WORK ITEM:
For each line of the material, write out an exact copy.

INPUT RECORDS:
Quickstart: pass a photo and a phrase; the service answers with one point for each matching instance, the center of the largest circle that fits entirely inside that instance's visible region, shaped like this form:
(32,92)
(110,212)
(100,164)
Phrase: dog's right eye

RESPONSE TO THE TASK:
Quickstart: pass a photo and a phrase; the service answers with one point for each matching instance, the center of the largest circle that fits entirely inside that instance's visible region, shaped like this form:
(32,92)
(110,212)
(100,164)
Phrase: dog's right eye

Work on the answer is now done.